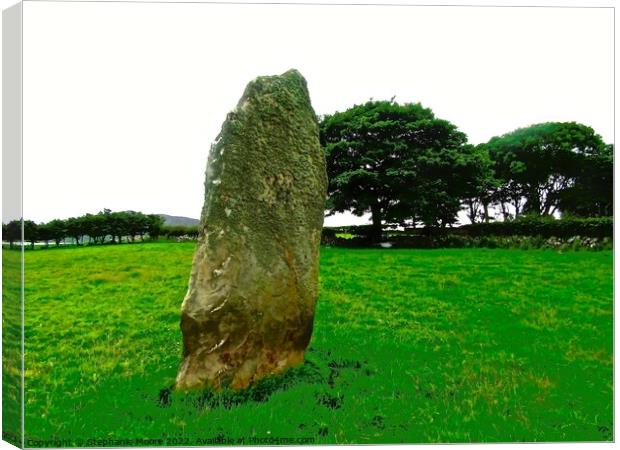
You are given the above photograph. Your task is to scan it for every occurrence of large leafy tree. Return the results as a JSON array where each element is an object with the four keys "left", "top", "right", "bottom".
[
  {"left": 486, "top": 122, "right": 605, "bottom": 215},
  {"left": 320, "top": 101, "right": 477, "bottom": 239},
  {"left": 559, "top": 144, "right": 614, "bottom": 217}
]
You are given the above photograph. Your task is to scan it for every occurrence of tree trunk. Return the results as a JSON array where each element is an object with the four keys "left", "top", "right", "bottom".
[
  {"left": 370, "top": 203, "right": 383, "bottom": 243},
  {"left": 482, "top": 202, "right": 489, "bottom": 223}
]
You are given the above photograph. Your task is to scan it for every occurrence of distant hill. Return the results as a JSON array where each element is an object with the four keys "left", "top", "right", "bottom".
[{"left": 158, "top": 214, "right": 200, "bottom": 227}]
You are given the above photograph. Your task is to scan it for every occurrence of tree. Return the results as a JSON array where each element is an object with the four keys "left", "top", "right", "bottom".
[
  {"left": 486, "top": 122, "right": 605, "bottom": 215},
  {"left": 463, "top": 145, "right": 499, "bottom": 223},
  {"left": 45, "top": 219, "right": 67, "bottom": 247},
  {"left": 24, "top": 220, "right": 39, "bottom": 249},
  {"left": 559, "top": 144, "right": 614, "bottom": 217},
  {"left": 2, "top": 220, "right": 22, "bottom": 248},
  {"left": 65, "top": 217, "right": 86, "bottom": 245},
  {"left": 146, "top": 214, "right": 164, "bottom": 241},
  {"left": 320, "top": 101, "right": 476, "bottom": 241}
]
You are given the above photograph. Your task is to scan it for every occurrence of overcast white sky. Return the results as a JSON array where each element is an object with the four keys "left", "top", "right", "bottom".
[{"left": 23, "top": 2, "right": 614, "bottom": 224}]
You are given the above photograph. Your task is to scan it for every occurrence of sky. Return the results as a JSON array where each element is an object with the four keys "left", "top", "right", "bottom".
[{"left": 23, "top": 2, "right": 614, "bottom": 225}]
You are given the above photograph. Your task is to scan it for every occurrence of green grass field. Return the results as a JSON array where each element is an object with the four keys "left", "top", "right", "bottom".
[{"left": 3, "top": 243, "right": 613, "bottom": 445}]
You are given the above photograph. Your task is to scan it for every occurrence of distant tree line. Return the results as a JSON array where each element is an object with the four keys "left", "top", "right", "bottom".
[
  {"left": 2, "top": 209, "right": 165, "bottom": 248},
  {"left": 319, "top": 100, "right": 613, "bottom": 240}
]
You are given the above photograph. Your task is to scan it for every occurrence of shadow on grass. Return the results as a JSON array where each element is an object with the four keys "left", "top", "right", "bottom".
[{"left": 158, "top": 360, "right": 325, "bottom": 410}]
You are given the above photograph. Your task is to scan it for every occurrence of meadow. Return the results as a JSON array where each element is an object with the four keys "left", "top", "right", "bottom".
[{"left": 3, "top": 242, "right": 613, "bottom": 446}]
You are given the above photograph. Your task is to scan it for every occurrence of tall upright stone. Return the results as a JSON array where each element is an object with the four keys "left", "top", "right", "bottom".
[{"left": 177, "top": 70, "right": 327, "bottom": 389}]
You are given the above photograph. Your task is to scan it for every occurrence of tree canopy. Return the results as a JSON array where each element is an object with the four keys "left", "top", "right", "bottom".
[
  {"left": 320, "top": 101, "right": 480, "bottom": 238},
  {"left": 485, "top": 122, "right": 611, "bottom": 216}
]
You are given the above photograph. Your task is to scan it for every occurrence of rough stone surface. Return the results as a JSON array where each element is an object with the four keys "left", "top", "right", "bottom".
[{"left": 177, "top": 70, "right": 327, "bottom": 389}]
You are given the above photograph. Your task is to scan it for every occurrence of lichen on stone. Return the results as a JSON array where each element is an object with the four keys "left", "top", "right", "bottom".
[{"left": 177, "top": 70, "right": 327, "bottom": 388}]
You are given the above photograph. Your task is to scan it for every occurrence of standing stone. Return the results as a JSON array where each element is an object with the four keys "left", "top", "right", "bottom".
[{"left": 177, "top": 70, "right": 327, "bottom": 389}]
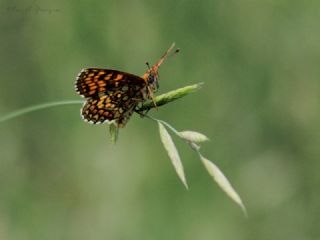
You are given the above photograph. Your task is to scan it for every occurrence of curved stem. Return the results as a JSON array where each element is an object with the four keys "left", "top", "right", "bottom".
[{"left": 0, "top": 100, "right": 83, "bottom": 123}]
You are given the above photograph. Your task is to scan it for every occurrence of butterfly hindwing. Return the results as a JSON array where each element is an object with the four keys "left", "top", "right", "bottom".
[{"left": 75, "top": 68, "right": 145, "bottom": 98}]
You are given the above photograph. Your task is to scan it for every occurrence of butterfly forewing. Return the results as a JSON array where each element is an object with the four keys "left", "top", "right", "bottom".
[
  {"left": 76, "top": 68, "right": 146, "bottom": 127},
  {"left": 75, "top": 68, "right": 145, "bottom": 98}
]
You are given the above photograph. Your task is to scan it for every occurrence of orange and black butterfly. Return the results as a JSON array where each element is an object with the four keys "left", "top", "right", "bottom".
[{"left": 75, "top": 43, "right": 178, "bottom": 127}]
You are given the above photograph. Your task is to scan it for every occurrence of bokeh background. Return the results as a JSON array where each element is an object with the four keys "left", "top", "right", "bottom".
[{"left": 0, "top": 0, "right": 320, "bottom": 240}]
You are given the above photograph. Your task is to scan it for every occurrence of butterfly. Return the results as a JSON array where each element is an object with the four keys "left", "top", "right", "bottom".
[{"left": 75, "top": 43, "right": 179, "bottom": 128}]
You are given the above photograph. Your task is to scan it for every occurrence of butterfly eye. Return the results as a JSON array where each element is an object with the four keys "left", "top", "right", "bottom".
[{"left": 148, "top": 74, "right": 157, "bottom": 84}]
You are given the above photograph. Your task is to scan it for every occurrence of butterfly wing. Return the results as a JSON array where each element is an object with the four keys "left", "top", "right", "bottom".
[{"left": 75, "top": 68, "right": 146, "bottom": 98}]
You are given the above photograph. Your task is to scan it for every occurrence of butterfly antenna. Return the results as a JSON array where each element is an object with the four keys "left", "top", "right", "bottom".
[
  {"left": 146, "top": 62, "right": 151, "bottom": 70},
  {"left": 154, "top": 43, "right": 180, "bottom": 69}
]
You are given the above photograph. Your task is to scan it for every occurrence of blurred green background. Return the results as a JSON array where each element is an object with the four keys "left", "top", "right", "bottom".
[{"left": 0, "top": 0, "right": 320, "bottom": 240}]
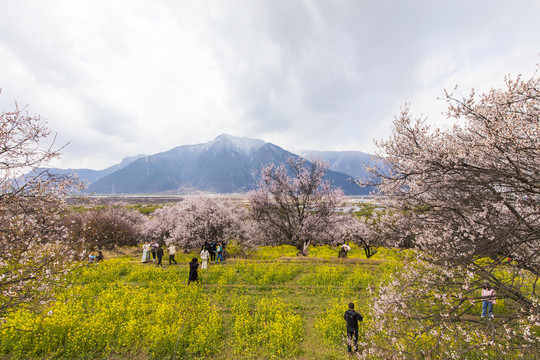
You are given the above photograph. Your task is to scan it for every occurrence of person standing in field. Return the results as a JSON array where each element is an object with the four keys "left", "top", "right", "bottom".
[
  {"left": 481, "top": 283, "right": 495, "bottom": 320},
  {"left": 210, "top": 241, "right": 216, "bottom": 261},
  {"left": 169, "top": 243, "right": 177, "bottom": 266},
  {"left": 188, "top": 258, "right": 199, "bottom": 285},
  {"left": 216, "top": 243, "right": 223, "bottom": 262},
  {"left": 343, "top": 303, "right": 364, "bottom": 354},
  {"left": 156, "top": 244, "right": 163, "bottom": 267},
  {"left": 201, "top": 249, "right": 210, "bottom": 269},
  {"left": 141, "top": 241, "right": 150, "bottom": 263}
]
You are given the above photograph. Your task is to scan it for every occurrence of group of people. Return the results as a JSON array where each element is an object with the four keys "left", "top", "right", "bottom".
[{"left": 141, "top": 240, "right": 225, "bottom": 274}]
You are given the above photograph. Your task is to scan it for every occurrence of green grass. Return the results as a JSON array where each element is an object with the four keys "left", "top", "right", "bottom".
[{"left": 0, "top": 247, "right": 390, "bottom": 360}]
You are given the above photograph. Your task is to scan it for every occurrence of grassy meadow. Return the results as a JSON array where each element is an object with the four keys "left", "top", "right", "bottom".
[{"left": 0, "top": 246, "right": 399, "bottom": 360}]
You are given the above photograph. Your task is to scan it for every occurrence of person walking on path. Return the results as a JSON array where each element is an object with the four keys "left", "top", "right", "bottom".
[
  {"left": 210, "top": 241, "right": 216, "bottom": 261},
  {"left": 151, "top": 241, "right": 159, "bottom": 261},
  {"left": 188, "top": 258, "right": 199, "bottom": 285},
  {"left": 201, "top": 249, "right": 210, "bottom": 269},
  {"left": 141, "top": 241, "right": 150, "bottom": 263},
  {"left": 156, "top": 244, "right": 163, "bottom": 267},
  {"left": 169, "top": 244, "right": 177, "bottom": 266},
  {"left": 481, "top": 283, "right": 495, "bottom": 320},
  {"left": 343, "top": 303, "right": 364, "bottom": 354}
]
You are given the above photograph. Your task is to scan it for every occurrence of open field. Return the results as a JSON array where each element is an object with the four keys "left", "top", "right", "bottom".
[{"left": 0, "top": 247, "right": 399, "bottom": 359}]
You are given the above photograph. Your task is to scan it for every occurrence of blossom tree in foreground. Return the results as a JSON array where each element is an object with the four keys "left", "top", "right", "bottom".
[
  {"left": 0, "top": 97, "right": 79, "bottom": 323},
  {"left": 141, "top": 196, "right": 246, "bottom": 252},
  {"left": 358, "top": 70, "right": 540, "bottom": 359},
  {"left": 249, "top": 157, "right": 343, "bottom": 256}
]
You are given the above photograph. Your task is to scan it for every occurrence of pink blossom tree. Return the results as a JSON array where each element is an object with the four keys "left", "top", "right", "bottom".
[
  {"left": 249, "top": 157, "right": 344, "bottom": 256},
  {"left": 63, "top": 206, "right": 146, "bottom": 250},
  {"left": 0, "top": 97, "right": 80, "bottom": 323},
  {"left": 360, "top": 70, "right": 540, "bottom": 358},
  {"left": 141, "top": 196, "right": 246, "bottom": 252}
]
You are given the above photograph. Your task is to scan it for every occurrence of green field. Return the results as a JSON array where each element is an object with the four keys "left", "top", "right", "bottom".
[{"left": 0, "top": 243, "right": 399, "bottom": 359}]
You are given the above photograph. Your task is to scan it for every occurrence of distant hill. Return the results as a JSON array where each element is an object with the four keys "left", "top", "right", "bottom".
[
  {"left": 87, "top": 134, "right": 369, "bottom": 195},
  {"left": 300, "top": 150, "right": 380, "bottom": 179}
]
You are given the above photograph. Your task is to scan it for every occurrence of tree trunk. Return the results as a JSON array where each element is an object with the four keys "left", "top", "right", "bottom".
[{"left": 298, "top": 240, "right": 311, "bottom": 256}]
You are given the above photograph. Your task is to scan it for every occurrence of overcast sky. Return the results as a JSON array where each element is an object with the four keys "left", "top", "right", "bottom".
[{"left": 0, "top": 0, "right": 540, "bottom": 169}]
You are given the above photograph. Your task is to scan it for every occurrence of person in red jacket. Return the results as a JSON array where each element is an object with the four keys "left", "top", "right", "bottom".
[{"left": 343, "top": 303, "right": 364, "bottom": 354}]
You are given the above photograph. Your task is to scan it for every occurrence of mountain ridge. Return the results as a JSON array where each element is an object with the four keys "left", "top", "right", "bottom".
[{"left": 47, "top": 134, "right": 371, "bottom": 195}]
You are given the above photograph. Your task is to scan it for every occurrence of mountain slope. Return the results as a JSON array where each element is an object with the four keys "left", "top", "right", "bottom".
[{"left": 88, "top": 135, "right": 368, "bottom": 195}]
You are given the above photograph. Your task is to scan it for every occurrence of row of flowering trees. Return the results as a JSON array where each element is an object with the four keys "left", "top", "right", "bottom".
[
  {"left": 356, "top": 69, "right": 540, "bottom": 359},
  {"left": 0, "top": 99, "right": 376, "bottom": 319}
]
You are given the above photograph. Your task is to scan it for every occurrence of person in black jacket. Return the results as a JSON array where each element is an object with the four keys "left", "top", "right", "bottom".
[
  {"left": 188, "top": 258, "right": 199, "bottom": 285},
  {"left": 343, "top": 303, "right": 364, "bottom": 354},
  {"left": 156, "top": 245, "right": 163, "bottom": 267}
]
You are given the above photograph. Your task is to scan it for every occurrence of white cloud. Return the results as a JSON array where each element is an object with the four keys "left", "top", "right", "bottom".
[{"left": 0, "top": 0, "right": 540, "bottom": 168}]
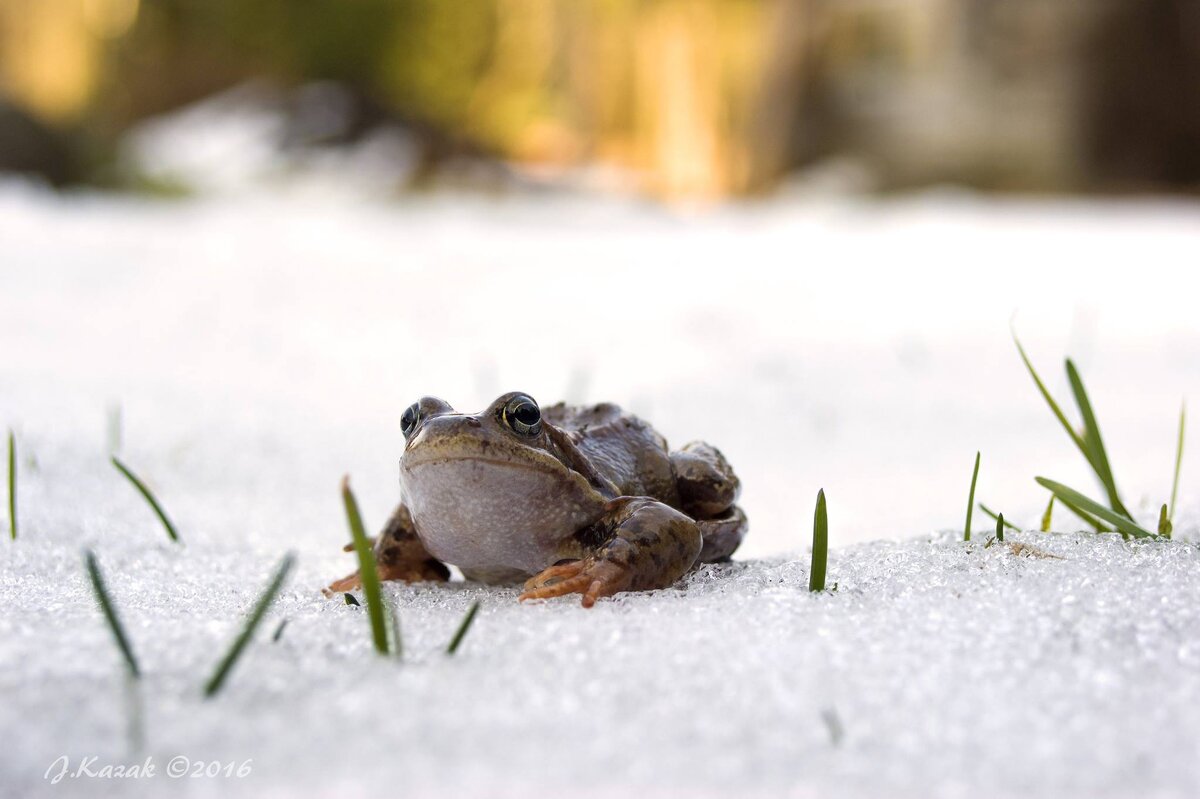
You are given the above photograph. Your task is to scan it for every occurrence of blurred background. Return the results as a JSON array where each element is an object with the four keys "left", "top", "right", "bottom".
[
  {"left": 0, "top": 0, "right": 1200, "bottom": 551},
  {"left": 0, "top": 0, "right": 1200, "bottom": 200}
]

------------------------

STATED EXERCISE> Collect every line above that contains the word "mountain", treating uppercase and lowercase as different.

ANSWER FOR THE TASK>
You are given the above photograph. Your task is to scan it for every occurrence of mountain ridge. Return the results as a JSON array where each element is an object with the four keys "left", "top", "right", "bottom".
You are given the above photograph. Your task is to scan it for every occurrence of mountain slope. Return the results as a JSON array where each element is an object with the four keys "left", "top", "right", "bottom".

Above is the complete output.